● Goal
Reproduce the lines below word for word, starting with the line that contains "Practice step: label each instance of the carved vertical" and continuing through the final line, including both ends.

=-=-=-=-=

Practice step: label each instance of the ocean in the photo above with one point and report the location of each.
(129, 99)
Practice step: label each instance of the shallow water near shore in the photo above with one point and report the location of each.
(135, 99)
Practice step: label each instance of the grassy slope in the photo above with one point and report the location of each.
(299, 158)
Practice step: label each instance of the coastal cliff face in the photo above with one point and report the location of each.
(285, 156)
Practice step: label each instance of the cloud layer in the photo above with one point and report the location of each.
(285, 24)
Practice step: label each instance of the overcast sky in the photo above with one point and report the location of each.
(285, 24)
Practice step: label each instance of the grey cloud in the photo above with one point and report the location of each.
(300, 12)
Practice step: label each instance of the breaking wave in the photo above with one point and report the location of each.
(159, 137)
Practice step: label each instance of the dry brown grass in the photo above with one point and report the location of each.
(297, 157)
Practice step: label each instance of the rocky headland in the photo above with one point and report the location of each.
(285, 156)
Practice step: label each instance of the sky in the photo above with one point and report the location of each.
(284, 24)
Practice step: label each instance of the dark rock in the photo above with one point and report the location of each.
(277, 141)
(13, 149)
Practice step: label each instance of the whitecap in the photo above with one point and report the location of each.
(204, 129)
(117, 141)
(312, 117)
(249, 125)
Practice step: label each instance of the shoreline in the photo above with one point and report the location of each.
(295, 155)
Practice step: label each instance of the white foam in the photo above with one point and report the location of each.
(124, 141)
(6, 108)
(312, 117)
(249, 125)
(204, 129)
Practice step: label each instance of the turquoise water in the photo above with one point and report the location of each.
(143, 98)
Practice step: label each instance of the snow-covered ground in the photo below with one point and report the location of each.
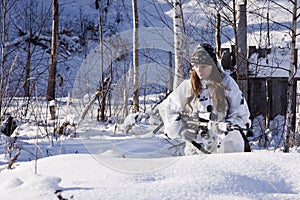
(259, 175)
(104, 163)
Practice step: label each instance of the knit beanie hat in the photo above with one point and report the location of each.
(204, 54)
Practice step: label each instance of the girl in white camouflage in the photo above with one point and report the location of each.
(209, 86)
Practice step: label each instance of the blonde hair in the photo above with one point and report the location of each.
(218, 90)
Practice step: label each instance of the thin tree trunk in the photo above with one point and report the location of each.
(242, 49)
(135, 57)
(53, 58)
(28, 62)
(218, 35)
(290, 112)
(3, 57)
(178, 44)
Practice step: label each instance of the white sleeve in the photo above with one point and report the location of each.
(170, 109)
(238, 112)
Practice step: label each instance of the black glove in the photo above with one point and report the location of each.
(188, 134)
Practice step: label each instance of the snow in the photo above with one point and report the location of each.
(113, 161)
(84, 176)
(103, 162)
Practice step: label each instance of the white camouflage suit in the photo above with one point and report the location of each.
(237, 113)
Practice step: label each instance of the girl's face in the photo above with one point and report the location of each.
(203, 71)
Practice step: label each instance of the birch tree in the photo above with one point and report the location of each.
(291, 81)
(178, 43)
(135, 57)
(53, 57)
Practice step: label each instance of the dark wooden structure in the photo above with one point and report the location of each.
(267, 96)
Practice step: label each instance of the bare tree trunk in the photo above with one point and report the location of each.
(135, 57)
(170, 82)
(290, 112)
(3, 57)
(53, 57)
(242, 63)
(218, 35)
(28, 62)
(126, 96)
(178, 44)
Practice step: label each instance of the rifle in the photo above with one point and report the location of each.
(209, 127)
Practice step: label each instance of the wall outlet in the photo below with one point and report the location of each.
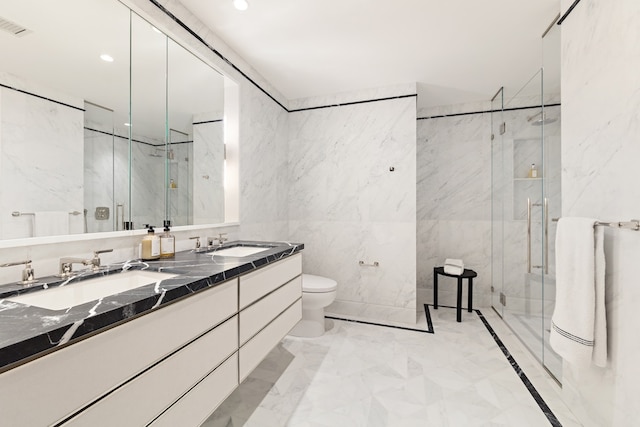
(102, 213)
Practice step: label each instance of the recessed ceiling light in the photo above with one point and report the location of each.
(241, 4)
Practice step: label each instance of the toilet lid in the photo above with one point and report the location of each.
(311, 283)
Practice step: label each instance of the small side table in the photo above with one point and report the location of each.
(466, 274)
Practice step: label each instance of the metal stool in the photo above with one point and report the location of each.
(466, 274)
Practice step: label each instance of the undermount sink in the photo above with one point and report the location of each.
(72, 294)
(240, 251)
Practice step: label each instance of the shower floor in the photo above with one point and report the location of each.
(533, 331)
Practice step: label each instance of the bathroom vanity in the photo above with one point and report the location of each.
(165, 353)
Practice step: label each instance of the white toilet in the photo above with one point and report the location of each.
(317, 293)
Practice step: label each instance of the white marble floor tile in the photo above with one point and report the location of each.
(367, 375)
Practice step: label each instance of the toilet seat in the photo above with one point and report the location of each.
(317, 284)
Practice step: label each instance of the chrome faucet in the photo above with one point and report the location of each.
(221, 239)
(28, 275)
(66, 263)
(197, 239)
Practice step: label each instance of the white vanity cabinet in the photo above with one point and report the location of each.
(270, 306)
(271, 296)
(173, 366)
(52, 388)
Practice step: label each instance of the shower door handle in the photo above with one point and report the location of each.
(119, 216)
(528, 235)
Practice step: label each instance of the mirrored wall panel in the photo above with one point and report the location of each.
(105, 123)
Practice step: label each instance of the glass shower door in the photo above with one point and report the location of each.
(497, 200)
(520, 244)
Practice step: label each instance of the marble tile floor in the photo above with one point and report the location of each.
(531, 329)
(360, 374)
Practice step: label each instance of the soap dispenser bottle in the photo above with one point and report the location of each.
(150, 246)
(167, 242)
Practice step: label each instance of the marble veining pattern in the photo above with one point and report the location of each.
(600, 152)
(27, 331)
(343, 196)
(367, 375)
(46, 134)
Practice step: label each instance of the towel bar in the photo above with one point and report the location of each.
(18, 213)
(634, 224)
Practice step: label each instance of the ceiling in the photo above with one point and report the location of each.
(456, 50)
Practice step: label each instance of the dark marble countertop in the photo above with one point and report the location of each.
(27, 332)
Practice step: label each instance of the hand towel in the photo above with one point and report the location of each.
(578, 324)
(51, 223)
(453, 266)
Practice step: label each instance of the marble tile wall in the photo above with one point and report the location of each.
(600, 152)
(208, 176)
(348, 206)
(35, 131)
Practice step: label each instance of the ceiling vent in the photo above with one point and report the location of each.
(13, 28)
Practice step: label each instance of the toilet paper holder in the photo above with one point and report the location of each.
(364, 264)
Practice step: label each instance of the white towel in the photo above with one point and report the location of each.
(579, 324)
(453, 266)
(51, 223)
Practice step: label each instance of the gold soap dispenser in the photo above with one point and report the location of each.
(150, 246)
(167, 242)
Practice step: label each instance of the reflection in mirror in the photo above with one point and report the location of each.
(196, 132)
(179, 190)
(51, 66)
(148, 123)
(106, 178)
(66, 162)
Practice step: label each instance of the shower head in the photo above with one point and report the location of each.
(541, 119)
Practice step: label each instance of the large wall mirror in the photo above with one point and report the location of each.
(91, 145)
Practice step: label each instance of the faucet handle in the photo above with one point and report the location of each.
(28, 275)
(103, 251)
(95, 262)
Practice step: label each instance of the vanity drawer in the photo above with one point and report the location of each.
(257, 348)
(257, 284)
(86, 370)
(147, 395)
(194, 407)
(259, 314)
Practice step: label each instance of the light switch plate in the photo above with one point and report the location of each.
(102, 213)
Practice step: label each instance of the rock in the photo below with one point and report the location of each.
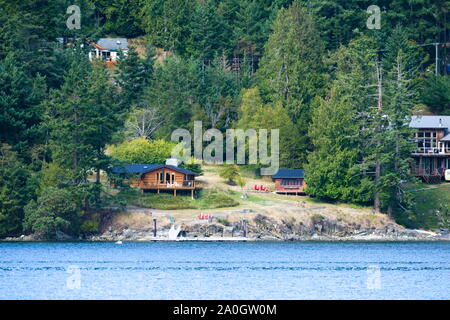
(61, 236)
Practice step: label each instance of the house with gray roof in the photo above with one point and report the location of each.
(108, 49)
(432, 154)
(158, 177)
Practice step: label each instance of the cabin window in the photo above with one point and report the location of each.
(292, 182)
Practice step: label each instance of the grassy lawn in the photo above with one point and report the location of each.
(428, 200)
(208, 199)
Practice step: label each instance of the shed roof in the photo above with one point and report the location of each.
(289, 174)
(430, 122)
(144, 168)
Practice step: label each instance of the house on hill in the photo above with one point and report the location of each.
(158, 177)
(290, 181)
(432, 153)
(108, 49)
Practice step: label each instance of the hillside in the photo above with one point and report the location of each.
(267, 217)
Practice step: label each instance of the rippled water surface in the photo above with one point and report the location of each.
(196, 270)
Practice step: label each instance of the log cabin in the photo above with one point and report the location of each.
(158, 177)
(108, 49)
(432, 152)
(290, 181)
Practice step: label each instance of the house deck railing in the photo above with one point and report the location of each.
(185, 185)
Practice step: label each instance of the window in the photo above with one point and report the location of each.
(292, 182)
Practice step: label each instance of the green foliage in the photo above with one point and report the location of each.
(52, 175)
(223, 221)
(143, 151)
(54, 210)
(210, 199)
(430, 209)
(92, 225)
(20, 96)
(290, 71)
(173, 93)
(193, 165)
(254, 114)
(122, 17)
(16, 190)
(436, 94)
(134, 75)
(230, 172)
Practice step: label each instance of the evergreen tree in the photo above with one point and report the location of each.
(290, 71)
(174, 93)
(16, 189)
(20, 98)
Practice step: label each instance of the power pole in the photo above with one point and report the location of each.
(436, 46)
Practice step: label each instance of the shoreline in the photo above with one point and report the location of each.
(315, 238)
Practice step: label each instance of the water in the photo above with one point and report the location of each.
(197, 270)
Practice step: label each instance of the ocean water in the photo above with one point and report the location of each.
(218, 270)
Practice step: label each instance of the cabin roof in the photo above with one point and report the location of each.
(430, 122)
(446, 138)
(289, 174)
(145, 168)
(113, 44)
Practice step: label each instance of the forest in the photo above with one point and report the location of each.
(341, 94)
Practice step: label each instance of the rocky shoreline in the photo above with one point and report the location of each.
(261, 228)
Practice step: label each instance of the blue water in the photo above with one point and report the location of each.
(198, 270)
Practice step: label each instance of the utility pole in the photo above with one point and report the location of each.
(436, 46)
(376, 196)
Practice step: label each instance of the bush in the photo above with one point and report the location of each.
(223, 221)
(90, 226)
(141, 150)
(229, 172)
(55, 210)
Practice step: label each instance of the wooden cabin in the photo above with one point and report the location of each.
(108, 49)
(157, 177)
(432, 153)
(290, 181)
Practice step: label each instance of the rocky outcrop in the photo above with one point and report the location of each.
(265, 228)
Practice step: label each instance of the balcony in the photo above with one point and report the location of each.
(425, 151)
(185, 185)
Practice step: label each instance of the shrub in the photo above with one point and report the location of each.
(141, 150)
(54, 210)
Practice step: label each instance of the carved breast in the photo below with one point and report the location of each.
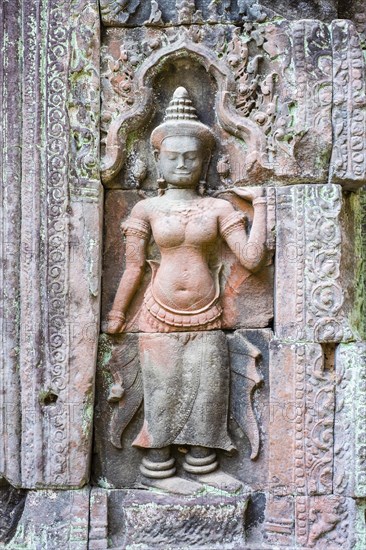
(184, 224)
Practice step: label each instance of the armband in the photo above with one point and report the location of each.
(232, 222)
(136, 227)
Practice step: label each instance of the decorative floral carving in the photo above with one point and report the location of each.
(348, 161)
(118, 11)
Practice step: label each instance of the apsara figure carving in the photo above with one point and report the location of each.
(182, 351)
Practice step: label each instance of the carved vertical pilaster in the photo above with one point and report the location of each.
(33, 235)
(312, 74)
(10, 167)
(302, 409)
(302, 404)
(350, 421)
(311, 300)
(348, 161)
(61, 224)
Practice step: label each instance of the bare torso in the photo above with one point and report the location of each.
(186, 233)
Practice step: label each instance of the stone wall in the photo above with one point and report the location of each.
(282, 87)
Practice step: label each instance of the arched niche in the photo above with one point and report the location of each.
(212, 85)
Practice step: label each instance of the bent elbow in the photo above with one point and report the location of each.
(253, 257)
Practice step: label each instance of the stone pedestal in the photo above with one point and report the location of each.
(145, 519)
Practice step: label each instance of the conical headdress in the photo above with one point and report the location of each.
(181, 120)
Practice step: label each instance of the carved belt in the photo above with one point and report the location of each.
(182, 318)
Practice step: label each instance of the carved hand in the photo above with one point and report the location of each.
(116, 323)
(248, 193)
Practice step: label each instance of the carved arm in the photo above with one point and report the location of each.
(137, 236)
(250, 251)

=-=-=-=-=

● Exercise result
Practice step: label each instance of the carved vertical pilaster in the photo above with one point and report the location of each.
(33, 235)
(312, 74)
(10, 167)
(302, 409)
(302, 404)
(350, 421)
(311, 300)
(348, 161)
(61, 224)
Practice step: label each instance of the bare torso in the photo above with one point and report the location of each.
(186, 233)
Practice step: label each instance of the stone wall in the photo above with one point and report the location of each.
(282, 87)
Practice step: label each instance of the arched niche in the photo above with one point and report the location of each.
(212, 85)
Practice step: label each instance of the bent elbow in the photo above with one point and report the location of each.
(253, 257)
Practice step: label each instance of the stone pedestal in the photo above with one point and report the location of each.
(145, 519)
Practice step: label each instance of the conical headdress in the photo above with one point and report the location of each.
(181, 120)
Practice step: label each instance of the carved belt in the photo above with one point and report the location of each.
(182, 318)
Practice step: label each instance of the carved hand in the photo above with one point and report the location of each.
(116, 323)
(248, 193)
Practice step: label each instance of the carved arm in the photo above with one point and report the location of each.
(137, 236)
(250, 251)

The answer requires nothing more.